- **EXPLORE THE MATERIAL**:
1. In the article on the November jobs figures, by how many jobs is the U.S. economy still short of its pre-pandemic trend?
2. Echo everything in the article on the November jobs figures from "Many analysts agree" down to "FWDBONDS, told Reuters.".

- **TEXT UNDER STUDY**:
=== Section Start ===

U.S. employers added a disappointing 210,000 jobs in November, the Labor Department announced Friday, falling well short of expectations for 500,000 or more new hires. At the same time, the unemployment rate fell to a 21-month low of 4.2%, even as more workers returned to the labor market, a positive sign for the strength of the jobs recovery.
Economists emphasized that the hiring numbers and the unemployment rate come from two different surveys, the first focused on businesses and the second on households. The large divergence between the two last month suggests that one of them is missing out on some key data, which will be corrected in future revisions – quite likely to the upside for the job numbers.
“The odds are good that the November total is being underreported — as happened nearly every other month this year,” says The Washington Post’s Phillip Bump, who notes that 2021 has seen an unusual number of large upward revisions, with the economy adding nearly 1 million more jobs this year than initially reported.
Biden talks up report: Not surprisingly, the White House is emphasizing the good news in the unemployment rate, which fell four-tenths of a percentage point from the month before, and avoided talking about the raw job numbers.
“Today we got the incredible news that our unemployment rate has fallen to 4.2%,” President Joe Biden said Friday. “At this point in the year, we’re looking at the sharpest one-year decline in unemployment ever. Simply put, American is back to work and our jobs recovery is going very strong.”
Many analysts agree with the more upbeat assessment, saying that the payroll numbers tend to be noisy. “Don't be fooled by the measly payroll jobs gain this month because the economy's engines are actually in overdrive as shown by the plunge in joblessness," Christopher Rupkey, chief economist at FWDBONDS, told Reuters.
Still, the labor market has a long way to go until it recovers all of its pandemic losses, and that could be a problem for Biden and for Democrats as they head into an election year. According to economists Jason Furman and Wilson Powell III, the U.S. economy is still 5 million jobs shy of the pre-pandemic trend – and the Omicron variant of Covid-19 could make it that much harder to close that gap.

=== Section End ===

- **LISTED ENTRIES**:
=== Section Start ===

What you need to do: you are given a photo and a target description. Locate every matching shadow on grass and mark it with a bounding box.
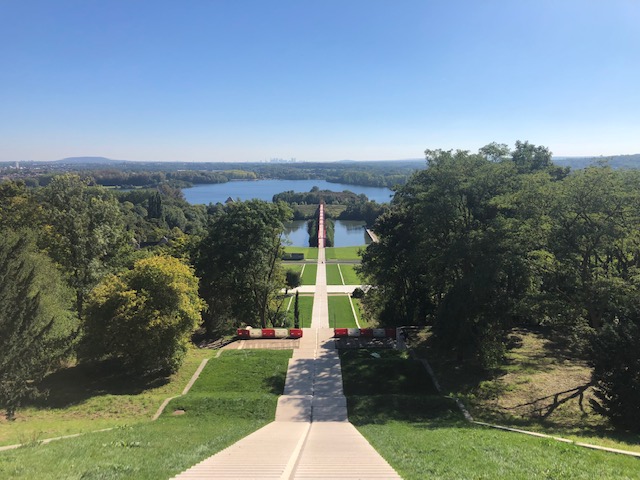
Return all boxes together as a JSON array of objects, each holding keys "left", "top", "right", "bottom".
[
  {"left": 340, "top": 349, "right": 437, "bottom": 395},
  {"left": 347, "top": 395, "right": 465, "bottom": 426},
  {"left": 262, "top": 372, "right": 287, "bottom": 395},
  {"left": 28, "top": 362, "right": 169, "bottom": 408}
]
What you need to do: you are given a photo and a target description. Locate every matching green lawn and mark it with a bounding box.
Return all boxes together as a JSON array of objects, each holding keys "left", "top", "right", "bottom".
[
  {"left": 0, "top": 348, "right": 216, "bottom": 446},
  {"left": 325, "top": 245, "right": 365, "bottom": 260},
  {"left": 325, "top": 263, "right": 343, "bottom": 285},
  {"left": 284, "top": 247, "right": 318, "bottom": 260},
  {"left": 287, "top": 295, "right": 313, "bottom": 328},
  {"left": 283, "top": 263, "right": 304, "bottom": 273},
  {"left": 0, "top": 350, "right": 291, "bottom": 480},
  {"left": 328, "top": 295, "right": 356, "bottom": 328},
  {"left": 301, "top": 263, "right": 318, "bottom": 285},
  {"left": 341, "top": 350, "right": 640, "bottom": 480},
  {"left": 340, "top": 263, "right": 362, "bottom": 285},
  {"left": 351, "top": 298, "right": 369, "bottom": 328}
]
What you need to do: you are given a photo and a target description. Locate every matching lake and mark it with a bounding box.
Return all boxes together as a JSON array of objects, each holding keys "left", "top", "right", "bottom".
[
  {"left": 283, "top": 220, "right": 371, "bottom": 247},
  {"left": 182, "top": 180, "right": 393, "bottom": 204}
]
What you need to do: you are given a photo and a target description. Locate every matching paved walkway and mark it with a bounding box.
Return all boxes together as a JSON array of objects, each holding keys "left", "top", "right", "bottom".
[
  {"left": 175, "top": 203, "right": 400, "bottom": 480},
  {"left": 288, "top": 284, "right": 362, "bottom": 294}
]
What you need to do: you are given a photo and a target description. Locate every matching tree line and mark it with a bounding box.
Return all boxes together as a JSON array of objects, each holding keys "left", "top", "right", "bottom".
[{"left": 361, "top": 142, "right": 640, "bottom": 429}]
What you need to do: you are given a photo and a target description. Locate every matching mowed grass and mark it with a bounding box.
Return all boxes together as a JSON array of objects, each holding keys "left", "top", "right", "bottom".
[
  {"left": 340, "top": 263, "right": 362, "bottom": 285},
  {"left": 351, "top": 298, "right": 369, "bottom": 328},
  {"left": 283, "top": 263, "right": 305, "bottom": 273},
  {"left": 341, "top": 350, "right": 640, "bottom": 480},
  {"left": 0, "top": 348, "right": 216, "bottom": 445},
  {"left": 287, "top": 295, "right": 313, "bottom": 328},
  {"left": 284, "top": 246, "right": 318, "bottom": 260},
  {"left": 0, "top": 350, "right": 291, "bottom": 479},
  {"left": 325, "top": 245, "right": 365, "bottom": 260},
  {"left": 328, "top": 295, "right": 356, "bottom": 328},
  {"left": 300, "top": 263, "right": 318, "bottom": 285},
  {"left": 326, "top": 263, "right": 344, "bottom": 285}
]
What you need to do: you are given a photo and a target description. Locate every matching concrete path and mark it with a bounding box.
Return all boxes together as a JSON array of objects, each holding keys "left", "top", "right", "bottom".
[
  {"left": 288, "top": 284, "right": 362, "bottom": 294},
  {"left": 175, "top": 206, "right": 400, "bottom": 480},
  {"left": 170, "top": 328, "right": 400, "bottom": 480}
]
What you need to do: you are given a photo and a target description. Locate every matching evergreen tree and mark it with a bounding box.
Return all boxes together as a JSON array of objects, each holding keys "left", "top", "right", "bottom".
[
  {"left": 293, "top": 292, "right": 300, "bottom": 328},
  {"left": 0, "top": 230, "right": 75, "bottom": 419}
]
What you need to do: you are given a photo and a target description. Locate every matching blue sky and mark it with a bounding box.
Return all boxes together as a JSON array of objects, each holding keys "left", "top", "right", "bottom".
[{"left": 0, "top": 0, "right": 640, "bottom": 161}]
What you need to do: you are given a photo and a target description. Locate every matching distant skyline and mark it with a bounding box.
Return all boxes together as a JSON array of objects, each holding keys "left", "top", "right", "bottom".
[{"left": 0, "top": 0, "right": 640, "bottom": 162}]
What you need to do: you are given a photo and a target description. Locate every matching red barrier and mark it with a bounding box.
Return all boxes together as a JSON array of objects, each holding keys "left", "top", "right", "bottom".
[
  {"left": 289, "top": 328, "right": 302, "bottom": 338},
  {"left": 262, "top": 328, "right": 276, "bottom": 338}
]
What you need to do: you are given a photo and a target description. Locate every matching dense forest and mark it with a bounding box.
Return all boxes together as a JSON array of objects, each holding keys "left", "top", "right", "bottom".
[
  {"left": 361, "top": 142, "right": 640, "bottom": 430},
  {"left": 0, "top": 142, "right": 640, "bottom": 430}
]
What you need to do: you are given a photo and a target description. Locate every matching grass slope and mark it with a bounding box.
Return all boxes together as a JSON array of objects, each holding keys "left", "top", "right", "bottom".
[
  {"left": 0, "top": 349, "right": 215, "bottom": 445},
  {"left": 326, "top": 263, "right": 344, "bottom": 285},
  {"left": 0, "top": 350, "right": 291, "bottom": 479},
  {"left": 284, "top": 246, "right": 318, "bottom": 260},
  {"left": 300, "top": 263, "right": 318, "bottom": 285},
  {"left": 287, "top": 295, "right": 313, "bottom": 328},
  {"left": 341, "top": 350, "right": 640, "bottom": 480},
  {"left": 340, "top": 263, "right": 362, "bottom": 285},
  {"left": 325, "top": 245, "right": 365, "bottom": 260},
  {"left": 328, "top": 295, "right": 356, "bottom": 328}
]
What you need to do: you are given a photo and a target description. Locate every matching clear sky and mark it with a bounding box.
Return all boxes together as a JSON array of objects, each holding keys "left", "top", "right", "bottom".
[{"left": 0, "top": 0, "right": 640, "bottom": 161}]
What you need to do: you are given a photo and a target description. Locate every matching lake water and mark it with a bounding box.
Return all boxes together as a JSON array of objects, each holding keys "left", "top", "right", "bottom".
[
  {"left": 284, "top": 220, "right": 371, "bottom": 247},
  {"left": 182, "top": 180, "right": 393, "bottom": 204}
]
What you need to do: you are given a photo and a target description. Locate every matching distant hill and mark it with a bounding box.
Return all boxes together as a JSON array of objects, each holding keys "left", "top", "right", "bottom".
[
  {"left": 553, "top": 153, "right": 640, "bottom": 169},
  {"left": 53, "top": 157, "right": 129, "bottom": 165}
]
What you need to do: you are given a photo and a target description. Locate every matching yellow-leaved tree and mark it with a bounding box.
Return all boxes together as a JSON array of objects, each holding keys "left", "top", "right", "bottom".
[{"left": 80, "top": 256, "right": 204, "bottom": 374}]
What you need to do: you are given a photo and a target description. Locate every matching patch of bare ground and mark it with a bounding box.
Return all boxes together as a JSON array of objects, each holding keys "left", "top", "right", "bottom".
[{"left": 410, "top": 329, "right": 640, "bottom": 452}]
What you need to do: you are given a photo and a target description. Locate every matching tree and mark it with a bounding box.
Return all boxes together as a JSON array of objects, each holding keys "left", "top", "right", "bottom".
[
  {"left": 590, "top": 311, "right": 640, "bottom": 432},
  {"left": 81, "top": 256, "right": 204, "bottom": 374},
  {"left": 196, "top": 200, "right": 291, "bottom": 334},
  {"left": 543, "top": 166, "right": 640, "bottom": 328},
  {"left": 0, "top": 230, "right": 77, "bottom": 419},
  {"left": 293, "top": 292, "right": 300, "bottom": 328},
  {"left": 361, "top": 143, "right": 546, "bottom": 367},
  {"left": 0, "top": 181, "right": 43, "bottom": 230},
  {"left": 41, "top": 174, "right": 131, "bottom": 316}
]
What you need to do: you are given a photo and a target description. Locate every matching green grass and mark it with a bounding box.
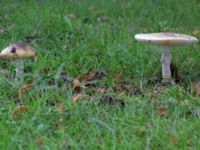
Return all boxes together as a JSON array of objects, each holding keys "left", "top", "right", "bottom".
[{"left": 0, "top": 0, "right": 200, "bottom": 150}]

=== Section End ===

- **TASK-BY-TASK ANSWERS**:
1. 5 million jobs

2.
Many analysts agree with the more upbeat assessment, saying that the payroll numbers tend to be noisy. “Don't be fooled by the measly payroll jobs gain this month because the economy's engines are actually in overdrive as shown by the plunge in joblessness," Christopher Rupkey, chief economist at FWDBONDS, told Reuters.